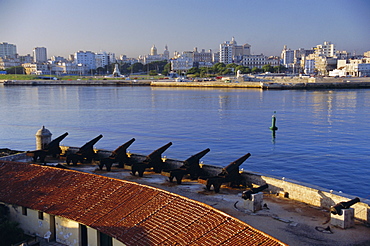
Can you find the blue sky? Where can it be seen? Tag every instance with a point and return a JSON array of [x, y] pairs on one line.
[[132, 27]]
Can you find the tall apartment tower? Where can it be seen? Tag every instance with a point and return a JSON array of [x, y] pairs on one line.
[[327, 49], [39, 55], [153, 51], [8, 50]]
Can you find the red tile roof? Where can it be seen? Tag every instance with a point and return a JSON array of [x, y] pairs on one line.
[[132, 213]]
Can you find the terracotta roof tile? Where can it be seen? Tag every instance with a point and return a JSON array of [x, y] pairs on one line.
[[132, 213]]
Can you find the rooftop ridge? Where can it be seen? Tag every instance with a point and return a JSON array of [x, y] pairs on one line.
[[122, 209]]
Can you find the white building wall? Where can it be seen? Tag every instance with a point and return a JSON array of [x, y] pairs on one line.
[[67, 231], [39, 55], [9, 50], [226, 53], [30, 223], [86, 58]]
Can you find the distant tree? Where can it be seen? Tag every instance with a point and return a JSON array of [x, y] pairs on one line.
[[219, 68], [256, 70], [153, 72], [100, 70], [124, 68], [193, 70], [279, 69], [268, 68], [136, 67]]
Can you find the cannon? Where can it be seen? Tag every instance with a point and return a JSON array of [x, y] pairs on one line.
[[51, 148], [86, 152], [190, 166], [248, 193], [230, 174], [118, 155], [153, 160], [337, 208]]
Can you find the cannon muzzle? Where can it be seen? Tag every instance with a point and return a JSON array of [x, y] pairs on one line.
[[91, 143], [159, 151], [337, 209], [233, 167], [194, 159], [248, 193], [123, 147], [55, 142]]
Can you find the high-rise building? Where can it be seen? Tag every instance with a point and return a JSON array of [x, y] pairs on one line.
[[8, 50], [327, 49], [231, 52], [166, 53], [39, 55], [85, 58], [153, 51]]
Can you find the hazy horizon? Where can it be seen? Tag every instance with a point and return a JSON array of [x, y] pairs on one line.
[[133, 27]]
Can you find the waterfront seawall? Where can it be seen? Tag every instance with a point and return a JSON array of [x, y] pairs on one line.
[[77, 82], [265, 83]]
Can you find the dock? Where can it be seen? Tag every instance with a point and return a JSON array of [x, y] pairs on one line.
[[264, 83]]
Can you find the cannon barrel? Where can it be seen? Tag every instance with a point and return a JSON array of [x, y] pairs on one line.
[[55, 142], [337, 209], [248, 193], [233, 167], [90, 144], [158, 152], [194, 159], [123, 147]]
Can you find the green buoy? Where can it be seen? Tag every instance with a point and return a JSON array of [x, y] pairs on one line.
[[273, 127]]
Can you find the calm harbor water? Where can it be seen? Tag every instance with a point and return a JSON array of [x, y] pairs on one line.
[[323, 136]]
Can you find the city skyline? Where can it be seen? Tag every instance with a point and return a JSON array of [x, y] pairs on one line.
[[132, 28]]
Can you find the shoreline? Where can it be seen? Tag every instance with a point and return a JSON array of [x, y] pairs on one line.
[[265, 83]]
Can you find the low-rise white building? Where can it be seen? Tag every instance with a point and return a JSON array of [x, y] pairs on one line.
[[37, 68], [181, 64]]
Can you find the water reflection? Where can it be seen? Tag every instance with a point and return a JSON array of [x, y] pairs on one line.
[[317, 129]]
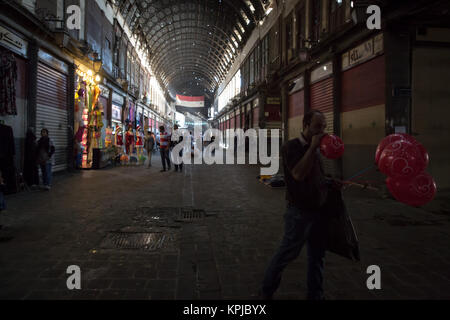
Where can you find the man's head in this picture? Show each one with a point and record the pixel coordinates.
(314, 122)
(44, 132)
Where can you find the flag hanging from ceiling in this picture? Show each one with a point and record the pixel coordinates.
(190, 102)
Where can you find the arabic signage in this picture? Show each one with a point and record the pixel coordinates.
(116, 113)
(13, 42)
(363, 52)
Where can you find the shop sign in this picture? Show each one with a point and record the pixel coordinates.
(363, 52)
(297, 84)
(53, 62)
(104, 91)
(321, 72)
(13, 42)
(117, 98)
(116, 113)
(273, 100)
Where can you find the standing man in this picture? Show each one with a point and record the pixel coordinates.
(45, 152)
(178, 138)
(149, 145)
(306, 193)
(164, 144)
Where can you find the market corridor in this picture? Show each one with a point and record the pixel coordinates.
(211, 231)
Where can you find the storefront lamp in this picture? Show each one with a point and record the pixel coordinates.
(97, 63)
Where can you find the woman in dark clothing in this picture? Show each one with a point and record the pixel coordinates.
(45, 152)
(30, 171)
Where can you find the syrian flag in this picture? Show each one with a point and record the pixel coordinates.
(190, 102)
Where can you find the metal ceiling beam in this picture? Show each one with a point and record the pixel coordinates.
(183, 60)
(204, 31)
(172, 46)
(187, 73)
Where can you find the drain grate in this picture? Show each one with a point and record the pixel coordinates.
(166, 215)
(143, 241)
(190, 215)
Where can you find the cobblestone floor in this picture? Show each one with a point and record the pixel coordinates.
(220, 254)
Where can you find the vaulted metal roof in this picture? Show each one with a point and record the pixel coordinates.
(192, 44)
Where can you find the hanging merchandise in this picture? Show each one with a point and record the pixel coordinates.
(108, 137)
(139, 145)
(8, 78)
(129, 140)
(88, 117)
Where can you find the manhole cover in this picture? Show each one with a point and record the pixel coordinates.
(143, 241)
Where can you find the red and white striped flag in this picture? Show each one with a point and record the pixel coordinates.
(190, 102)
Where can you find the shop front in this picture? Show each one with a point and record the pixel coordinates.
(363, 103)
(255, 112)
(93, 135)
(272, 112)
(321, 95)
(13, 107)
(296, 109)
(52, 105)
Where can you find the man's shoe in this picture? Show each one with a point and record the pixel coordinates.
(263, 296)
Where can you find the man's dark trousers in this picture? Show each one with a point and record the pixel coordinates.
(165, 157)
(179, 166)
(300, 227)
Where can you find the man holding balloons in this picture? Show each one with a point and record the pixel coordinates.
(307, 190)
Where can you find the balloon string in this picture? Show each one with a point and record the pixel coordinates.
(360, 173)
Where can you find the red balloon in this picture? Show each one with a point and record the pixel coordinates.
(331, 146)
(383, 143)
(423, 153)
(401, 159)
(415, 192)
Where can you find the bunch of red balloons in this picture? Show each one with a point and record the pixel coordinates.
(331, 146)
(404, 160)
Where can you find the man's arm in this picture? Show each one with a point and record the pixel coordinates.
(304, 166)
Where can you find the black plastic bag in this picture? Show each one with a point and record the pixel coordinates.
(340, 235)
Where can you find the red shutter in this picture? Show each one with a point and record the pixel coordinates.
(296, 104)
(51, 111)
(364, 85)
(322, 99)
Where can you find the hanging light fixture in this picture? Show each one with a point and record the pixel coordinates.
==
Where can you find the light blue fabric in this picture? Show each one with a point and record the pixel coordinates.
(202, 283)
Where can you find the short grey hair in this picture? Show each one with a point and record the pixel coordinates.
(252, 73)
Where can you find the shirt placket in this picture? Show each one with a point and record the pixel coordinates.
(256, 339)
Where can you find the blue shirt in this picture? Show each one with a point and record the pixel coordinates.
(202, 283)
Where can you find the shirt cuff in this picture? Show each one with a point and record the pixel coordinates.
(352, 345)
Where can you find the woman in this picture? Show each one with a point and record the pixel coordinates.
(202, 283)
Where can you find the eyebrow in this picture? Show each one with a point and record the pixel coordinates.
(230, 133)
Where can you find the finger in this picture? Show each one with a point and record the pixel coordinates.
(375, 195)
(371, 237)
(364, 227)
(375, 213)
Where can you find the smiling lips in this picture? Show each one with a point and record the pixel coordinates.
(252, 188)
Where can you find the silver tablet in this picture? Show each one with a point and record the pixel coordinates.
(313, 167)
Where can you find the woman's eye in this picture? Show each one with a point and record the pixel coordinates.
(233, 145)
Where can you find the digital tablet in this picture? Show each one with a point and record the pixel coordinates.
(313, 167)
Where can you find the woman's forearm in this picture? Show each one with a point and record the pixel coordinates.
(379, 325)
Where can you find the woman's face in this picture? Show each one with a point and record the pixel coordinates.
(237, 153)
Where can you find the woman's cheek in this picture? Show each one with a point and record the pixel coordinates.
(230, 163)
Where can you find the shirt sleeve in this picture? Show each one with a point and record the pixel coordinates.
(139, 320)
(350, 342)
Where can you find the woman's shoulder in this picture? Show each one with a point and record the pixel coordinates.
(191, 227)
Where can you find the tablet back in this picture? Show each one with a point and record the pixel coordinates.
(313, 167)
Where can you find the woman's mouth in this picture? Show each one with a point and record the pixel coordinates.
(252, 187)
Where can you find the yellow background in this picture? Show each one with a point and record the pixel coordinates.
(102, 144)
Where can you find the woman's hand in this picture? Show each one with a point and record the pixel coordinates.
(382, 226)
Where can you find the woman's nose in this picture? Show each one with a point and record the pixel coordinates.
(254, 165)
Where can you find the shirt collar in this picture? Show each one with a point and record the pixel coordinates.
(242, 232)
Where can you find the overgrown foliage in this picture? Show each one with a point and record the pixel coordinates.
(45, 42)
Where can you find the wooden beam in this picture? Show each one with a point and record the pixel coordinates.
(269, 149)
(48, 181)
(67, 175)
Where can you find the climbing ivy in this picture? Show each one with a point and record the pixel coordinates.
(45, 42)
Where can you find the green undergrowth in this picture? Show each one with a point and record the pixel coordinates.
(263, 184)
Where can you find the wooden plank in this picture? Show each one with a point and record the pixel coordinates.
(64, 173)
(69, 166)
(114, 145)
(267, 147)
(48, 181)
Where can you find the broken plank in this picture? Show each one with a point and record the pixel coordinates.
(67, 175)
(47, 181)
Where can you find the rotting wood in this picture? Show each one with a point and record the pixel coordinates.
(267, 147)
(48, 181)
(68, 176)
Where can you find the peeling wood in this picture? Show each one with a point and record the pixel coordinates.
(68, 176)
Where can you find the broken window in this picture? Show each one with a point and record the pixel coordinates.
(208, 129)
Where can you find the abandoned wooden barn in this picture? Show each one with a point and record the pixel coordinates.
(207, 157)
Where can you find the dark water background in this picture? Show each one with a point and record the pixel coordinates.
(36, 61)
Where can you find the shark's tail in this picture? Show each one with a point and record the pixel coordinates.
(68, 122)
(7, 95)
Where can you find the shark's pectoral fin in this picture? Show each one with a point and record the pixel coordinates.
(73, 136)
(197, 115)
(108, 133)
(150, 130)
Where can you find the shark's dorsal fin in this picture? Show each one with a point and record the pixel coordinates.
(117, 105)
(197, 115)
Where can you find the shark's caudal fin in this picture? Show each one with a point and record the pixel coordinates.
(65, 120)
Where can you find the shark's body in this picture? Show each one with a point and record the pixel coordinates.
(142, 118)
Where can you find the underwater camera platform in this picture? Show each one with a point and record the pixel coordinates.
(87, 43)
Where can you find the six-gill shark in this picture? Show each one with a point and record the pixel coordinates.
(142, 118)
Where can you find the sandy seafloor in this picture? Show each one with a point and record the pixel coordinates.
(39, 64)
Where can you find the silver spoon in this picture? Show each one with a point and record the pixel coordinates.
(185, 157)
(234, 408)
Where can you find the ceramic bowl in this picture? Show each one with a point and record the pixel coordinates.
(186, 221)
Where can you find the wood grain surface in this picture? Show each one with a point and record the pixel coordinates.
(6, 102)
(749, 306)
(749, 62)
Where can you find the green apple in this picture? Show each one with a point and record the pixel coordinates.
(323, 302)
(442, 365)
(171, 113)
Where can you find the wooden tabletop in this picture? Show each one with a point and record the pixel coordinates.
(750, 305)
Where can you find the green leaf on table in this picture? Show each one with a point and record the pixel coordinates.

# Exercise
Retype only the lines above between the line with "Where can you find the red shutter" and the line with "Where can you find the hanging light", counting those two lines as well, and keep every character as it is.

# Answer box
Where can you find the red shutter in this picture? Show each one with a point and record the pixel coordinates.
(296, 104)
(51, 111)
(364, 85)
(322, 99)
Where can you find the hanging light fixture in this picture? Show each one with a point and record the pixel coordinates.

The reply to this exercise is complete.